Il sindaco Antonio Iazzi, tramite gli avvocati Fabio Saponaro, Stefano e Luca Bardaro, chiedeva la “rettifica della denominazione della serie tv e la sospensione immediata della stessa” perché – sostiene – “rischia di determinare un ulteriore attentato ai diritti della personalità dell’ente comunale”. Il giudice ha intanto fissato l’udienza di comparizione delle parti al 5 novembre. Iazzi ha spiegato che il Tribunale “ha ordinato alla Groenlandia srl e alla Walt Disney Company Italia srl di sospendere immediatamente la messa in onda della serie tv ‘Avetrana. Qui non è Hollywood’, ove non venga rettificato il titolo della stessa mediante l’eliminazione del nome della cittadina Avetrana”.

Secondo il primo cittadino “l’Autorità giudiziaria si è mostrata sensibile al pregiudizio che potrebbe patire la comunità avetranese, in virtù della denominazione della serie tv, sulla scorta del fatto che tale intitolazione potrebbe indurre gli utenti del prodotto cinematografico ad associare la città di Avetrana alla vicenda di cronaca nera, suscitando negli stessi l’idea di una comunità potenzialmente criminogena, retrograda ed omertosa”. Per l’omicidio di Sarah Scazzi sono state condannate all’ergastolo in via definitiva Sabrina Misseri e la mamma Cosima Serrano, rispettivamente cugina e zia della vittima, mentre è stato scarcerato nel febbraio scorso dopo aver scontato 8 anni di carcere lo zio, Michele Misseri, accusato di soppressione di cadavere. I legali del Comune avevano sollecitato la sospensione della messa in onda della serie tv perché a loro avviso risultava “indispensabile visionarla in anteprima al fine di appurare se l’associazione del nome della cittadina all’adattamento cinematografico” suscitasse “una portata diffamatoria”.

(Voci tratte da una raccolta)
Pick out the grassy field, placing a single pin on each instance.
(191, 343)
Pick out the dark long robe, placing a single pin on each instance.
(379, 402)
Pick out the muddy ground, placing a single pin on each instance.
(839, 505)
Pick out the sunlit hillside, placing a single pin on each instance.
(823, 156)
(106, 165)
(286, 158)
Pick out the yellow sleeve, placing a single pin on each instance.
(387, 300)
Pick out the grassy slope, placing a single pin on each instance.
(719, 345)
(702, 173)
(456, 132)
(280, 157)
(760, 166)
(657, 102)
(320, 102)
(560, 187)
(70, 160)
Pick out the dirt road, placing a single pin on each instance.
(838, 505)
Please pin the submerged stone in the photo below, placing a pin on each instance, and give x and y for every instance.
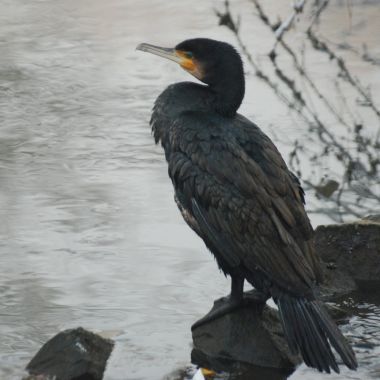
(74, 354)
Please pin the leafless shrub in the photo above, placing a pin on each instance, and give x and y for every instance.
(350, 138)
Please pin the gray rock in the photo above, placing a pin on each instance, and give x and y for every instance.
(351, 250)
(250, 335)
(71, 355)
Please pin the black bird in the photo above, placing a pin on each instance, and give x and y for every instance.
(235, 191)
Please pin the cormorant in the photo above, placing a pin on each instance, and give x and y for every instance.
(235, 191)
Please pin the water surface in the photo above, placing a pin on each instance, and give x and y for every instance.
(90, 235)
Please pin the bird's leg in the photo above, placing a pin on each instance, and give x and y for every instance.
(225, 305)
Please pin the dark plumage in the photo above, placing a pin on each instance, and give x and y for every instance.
(235, 191)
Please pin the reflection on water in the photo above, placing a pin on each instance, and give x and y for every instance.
(90, 235)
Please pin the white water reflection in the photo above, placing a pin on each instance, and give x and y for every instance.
(90, 235)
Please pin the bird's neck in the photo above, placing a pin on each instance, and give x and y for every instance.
(228, 94)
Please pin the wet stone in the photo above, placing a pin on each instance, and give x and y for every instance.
(351, 254)
(251, 335)
(74, 354)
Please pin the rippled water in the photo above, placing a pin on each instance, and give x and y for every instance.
(90, 235)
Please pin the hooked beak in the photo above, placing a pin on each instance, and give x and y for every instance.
(167, 53)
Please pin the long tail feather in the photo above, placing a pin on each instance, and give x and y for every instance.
(309, 330)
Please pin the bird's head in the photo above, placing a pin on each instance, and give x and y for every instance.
(208, 60)
(215, 63)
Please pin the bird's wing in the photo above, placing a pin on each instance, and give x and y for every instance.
(237, 203)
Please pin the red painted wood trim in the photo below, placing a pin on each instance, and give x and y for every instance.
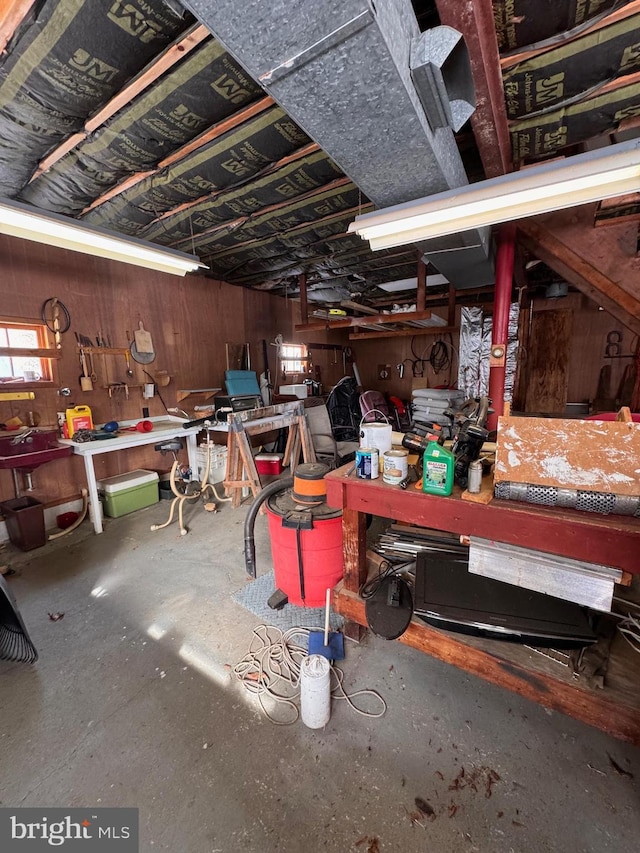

== SERIE DI ESERCIZI ==
• A. Rispondi alle domande seguenti sul brano relativo alla serie tv "Avetrana. Qui non è Hollywood".
(i) Per quale data il giudice ha fissato l'udienza di comparizione delle parti?
(ii) A quali società il Tribunale ha ordinato di sospendere la messa in onda della serie?
(iii) Quanti anni di carcere ha scontato Michele Misseri prima di essere scarcerato?
• B. Prosegui il brano sulla serie tv "Avetrana. Qui non è Hollywood" a partire dalla sua ultima frase.

== LE TUE RISPOSTE ==
• A.
(i) Il 5 novembre.
(ii) Alla Groenlandia srl e alla Walt Disney Company Italia srl.
(iii) 8 anni.

• B.
“Ho voluto mettermi al riparo delle polemiche – ha detto qualche giorno fa il regista della fiction Pippo Mezzapesa durante la presentazione alla Festa del Cinema di Roma – fin dall’inizio. Cuore pulsante della serie è il presupposto di avvicinarci il più possibile all’umanità di questa storia, cercando di entrare nel profondo della vicenda, con grazia, nei confini del verosimile, rispettando le persone”. Avetrana, ha replicato il sindaco Iazzi, non sarà Hollywood ma “è stata riconosciuta città d’arte. A ciò si aggiungano l’accoglienza, l’ospitalità, la generosità ed altre peculiarità che da sempre caratterizzano la stessa cittadinanza. Riteniamo che la nostra comunità meriti rispetto e una giusta connotazione”.